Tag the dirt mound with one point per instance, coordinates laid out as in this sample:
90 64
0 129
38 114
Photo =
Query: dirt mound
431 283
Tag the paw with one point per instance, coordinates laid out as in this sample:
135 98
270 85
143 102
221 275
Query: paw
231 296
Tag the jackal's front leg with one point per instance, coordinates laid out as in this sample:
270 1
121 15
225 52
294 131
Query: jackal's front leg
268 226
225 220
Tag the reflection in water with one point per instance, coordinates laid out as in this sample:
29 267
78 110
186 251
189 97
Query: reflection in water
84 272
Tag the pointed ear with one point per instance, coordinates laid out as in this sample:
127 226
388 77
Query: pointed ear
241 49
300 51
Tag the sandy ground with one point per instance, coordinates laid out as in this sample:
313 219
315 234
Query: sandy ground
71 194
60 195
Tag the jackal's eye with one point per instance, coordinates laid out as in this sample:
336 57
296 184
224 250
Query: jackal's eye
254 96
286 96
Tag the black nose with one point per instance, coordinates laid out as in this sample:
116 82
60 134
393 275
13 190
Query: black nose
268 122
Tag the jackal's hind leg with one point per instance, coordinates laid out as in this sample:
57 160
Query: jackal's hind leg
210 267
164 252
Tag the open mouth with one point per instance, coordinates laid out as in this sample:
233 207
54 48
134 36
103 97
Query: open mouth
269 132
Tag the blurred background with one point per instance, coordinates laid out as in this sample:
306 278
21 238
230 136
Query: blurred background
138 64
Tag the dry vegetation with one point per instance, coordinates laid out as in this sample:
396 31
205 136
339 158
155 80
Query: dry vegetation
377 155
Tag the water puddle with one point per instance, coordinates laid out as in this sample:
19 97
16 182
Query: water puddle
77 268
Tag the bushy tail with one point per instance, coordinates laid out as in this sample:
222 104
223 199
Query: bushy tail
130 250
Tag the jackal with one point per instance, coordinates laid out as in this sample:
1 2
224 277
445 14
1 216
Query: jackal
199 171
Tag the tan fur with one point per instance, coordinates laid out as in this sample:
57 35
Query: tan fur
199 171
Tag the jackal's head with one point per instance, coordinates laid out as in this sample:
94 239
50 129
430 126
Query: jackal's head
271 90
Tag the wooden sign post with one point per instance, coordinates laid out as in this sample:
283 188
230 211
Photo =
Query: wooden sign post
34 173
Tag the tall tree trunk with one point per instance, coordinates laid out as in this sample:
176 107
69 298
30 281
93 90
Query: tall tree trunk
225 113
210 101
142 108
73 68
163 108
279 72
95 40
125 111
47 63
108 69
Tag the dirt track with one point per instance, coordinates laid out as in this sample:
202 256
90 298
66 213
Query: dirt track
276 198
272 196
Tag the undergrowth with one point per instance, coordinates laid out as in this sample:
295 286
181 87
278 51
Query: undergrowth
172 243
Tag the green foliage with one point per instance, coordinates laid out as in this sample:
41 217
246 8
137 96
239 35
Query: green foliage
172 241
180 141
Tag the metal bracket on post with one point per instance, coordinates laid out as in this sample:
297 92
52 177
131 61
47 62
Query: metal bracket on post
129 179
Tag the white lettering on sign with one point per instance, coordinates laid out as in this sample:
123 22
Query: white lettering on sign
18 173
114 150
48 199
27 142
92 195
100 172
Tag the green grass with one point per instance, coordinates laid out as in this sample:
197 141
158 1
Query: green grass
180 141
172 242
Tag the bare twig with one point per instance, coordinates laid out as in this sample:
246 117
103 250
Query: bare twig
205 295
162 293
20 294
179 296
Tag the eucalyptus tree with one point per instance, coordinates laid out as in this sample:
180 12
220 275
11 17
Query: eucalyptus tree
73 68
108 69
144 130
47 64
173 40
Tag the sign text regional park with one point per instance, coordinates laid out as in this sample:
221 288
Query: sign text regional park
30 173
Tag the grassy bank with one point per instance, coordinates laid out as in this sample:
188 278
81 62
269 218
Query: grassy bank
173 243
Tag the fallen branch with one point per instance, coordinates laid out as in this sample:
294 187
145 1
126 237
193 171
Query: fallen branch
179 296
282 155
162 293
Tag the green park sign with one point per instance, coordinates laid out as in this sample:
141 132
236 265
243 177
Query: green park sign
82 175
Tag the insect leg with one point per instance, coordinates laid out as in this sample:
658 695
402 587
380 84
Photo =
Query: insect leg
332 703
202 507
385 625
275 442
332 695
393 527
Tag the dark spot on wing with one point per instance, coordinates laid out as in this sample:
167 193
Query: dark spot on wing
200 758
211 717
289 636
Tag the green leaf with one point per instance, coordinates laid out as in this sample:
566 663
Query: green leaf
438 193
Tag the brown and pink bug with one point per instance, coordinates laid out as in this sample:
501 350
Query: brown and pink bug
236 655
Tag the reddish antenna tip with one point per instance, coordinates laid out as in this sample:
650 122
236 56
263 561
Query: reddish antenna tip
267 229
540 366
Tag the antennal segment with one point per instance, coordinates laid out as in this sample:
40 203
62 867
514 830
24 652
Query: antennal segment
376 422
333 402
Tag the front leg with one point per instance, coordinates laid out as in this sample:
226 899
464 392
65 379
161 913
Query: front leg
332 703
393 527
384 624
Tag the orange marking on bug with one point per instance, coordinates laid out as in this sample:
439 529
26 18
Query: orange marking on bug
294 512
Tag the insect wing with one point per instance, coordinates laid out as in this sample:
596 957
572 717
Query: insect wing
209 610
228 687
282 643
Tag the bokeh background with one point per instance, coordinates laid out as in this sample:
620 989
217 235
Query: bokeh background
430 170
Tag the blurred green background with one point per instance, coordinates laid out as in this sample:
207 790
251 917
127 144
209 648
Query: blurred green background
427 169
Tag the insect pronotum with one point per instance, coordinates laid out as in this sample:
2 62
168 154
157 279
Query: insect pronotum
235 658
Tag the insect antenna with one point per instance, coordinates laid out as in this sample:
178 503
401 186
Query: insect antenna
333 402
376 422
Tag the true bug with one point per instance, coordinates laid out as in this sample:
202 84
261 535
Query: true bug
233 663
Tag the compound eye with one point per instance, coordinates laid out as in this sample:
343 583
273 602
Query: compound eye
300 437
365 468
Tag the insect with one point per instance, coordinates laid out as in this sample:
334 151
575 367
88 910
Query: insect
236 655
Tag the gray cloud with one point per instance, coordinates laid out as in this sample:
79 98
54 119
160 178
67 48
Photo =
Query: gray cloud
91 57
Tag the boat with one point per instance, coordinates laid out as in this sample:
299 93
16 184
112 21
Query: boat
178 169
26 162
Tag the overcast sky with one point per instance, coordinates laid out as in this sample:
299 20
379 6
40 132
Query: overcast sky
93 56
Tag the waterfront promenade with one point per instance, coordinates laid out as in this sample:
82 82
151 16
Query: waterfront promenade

● WORK REQUIRED
Copy everything from the line containing "Tag the boat" down to the end of the listing, swapping "overcast sky" for "cloudy sky" and leaving everything else unchanged.

● RESPONSE BELOW
Tag the boat with one point per instance, coordinates laid out as in this sample:
299 93
16 184
112 21
Query: boat
178 169
26 162
Tag the cloudy sky with one point per instance, coordinates laid out as in this sample:
299 20
379 6
40 132
Query: cloudy sky
93 56
Tag the waterfront promenade with one point per instance, coordinates laid out as in this sample:
82 82
151 16
Query: waterfront promenade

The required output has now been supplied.